§ SELECTION:
>> start

Running the Application

  • You can run the application using two different approaches based on your development or deployment preference:

    • Option 1: Dockerized Setup (Recommended for Production or Quick Start)

      • Run both frontend and backend using a single Docker command:
        docker-compose up --build
        This will: Spin up both services (frontend and backend) Handle environment variables and dependencies Run everything in isolated containers
      • Access: Frontend: http://localhost:3000 Backend: http://localhost:8080 Note: Ideal for quick testing, deployment, or avoiding local setup issues.
  • Option 2: Run Frontend and Backend Separately (Recommended for Development)

    • You can also run the frontend and backend manually, giving you more flexibility during development.

      • Start Backend (Golang)

>> end

§ TASKS AND EXERCISES:
1. According to the setup instructions, what three things will the single Docker command do? List them.
2. Reproduce the part of the setup instructions that opens with the words containing "Running the Application" and closes with "or Quick Start)".
The records have no connection to the setup instructions.

§ EXCERPTED RECORDS:
>> start

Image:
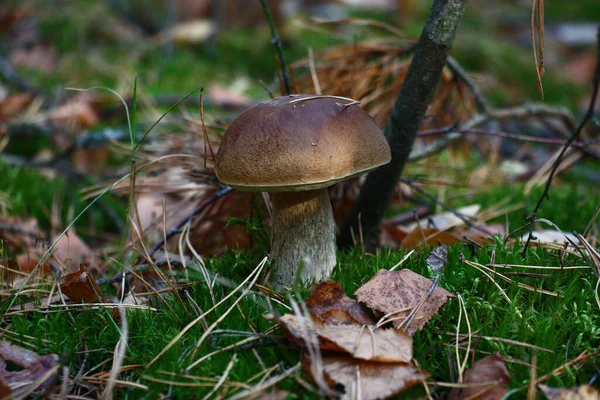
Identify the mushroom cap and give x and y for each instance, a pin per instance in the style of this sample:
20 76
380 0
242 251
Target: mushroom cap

>> end

§ FINAL RESULTS:
1.
- Spin up both services (frontend and backend)
- Handle environment variables and dependencies
- Run everything in isolated containers

2.
Running the Application

  • You can run the application using two different approaches based on your development or deployment preference:

    • Option 1: Dockerized Setup (Recommended for Production or Quick Start)